[Provided text]:
I received the following email from Mike Chomko yesterday with some startling but not surprising news. Here it is in its entirety:

   Following the 2008 Pulpcon, I came home with a feeling of hope that things were finally going to change and Pulpcon would start reversing its recent losses. Now, nearly two months later, that feeling of hope is gone.

   For a number of years, Jack Cullers, Barry Traylor, and I have been pushing for changes in the way that Pulpcon is run. For years, our pleas have been countered with “that’s the way we’ve always done things.” Following two lengthy committee meetings at the 2008 Pulpcon, Jack, Barry, and I seemed to get enough concessions out of the other committee members to feel that the convention was finally going to be run in new ways.

   At the general business meeting held at this year’s Pulpcon, one idea that was discussed was finding a new site for the convention. Most members in attendance seemed to favor remaining in Ohio, but in a city other than Dayton.

   About two weeks after returning from the convention, I took it upon myself to contact the cities of Cincinnati, Cleveland, and Columbus. All three municipalities responded, but Columbus was by and large the location that demonstrated the most interest in hosting our convention.

[Tasks for this exercise]:
• 1. Name every city mentioned in the Pulpcon email.
• 2. Write what follows in the Pulpcon email, beginning after its last sentence.

[Provided records]:
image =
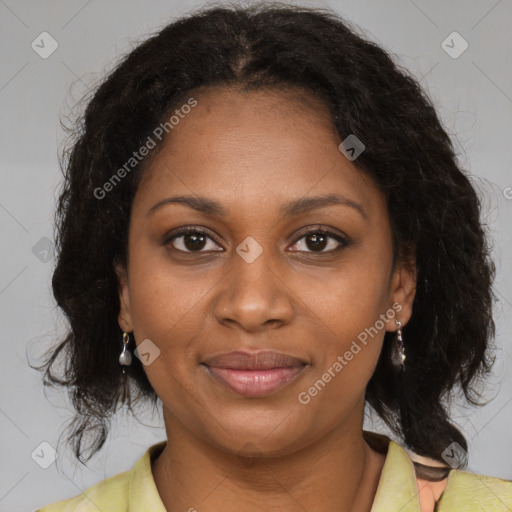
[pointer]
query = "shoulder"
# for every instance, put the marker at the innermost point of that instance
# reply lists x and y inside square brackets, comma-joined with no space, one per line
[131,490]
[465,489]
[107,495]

--

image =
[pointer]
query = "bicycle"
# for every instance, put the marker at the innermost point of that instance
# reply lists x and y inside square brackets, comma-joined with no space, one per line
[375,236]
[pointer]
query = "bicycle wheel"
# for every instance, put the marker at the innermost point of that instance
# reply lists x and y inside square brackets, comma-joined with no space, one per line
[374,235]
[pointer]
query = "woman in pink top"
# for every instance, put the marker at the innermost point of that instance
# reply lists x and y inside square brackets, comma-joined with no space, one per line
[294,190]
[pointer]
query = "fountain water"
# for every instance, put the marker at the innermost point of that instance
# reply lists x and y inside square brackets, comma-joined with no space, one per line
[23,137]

[Responses]:
• 1. Dayton, Cincinnati, Cleveland, Columbus

• 2.
   Needing some information for Columbus to put together a proposal for hosting Pulpcon, I contacted Bob Gorton, the chairman of the Pulpcon Committee. Bob provided the required information, but also stated he felt that it was time to renew the contract that Pulpcon had with the Dayton Convention Center.

   I forwarded Bob’s email to the rest of the Pulpcon Committee-Richard Clear, Jack Cullers, Don Ramlow, Mary Ramlow, and Barry Traylor. The result of my email was a vote to renew the contract with Dayton (with Jack, Barry, and myself dissenting) and a reprimand from Bob Gorton. He told me that he was unaware that I had made a motion to call for a vote whether or not to stay with the Dayton Convention Center. I was simply trying to get things done quickly and responsibly.

   At this summer’s committee meetings, Bob Gorton told us he is “not very good with email.” He said that he “largely ignored most email.” However, he agreed to “meet” via email at least once a month. The committee decided to hold a meeting via email on the first weekend of every month. We could contact each other via email at other times, but the monthly meetings would be required.

   Our first email meeting was held over Labor Day weekend. To start our discussion, I combed through the Pulpcon business meeting minutes and the minutes from our two committee meetings, and wrote what I thought should be done concerning a wide array of items. I asked the use of volunteers, venues in which to advertise, conventions where we should have flyers, links to other websites, an explanation addressed to the general pulp community explaining why Pulpcon was returning to Dayton, changing the types of material that can be sold at Pulpcon, showing movies at the convention, obtaining mailing lists, newsletter revisions, a survey of Pulpcon attendees, and other things. I also suggested that with all the work to be done, we should be communicating more than once a month.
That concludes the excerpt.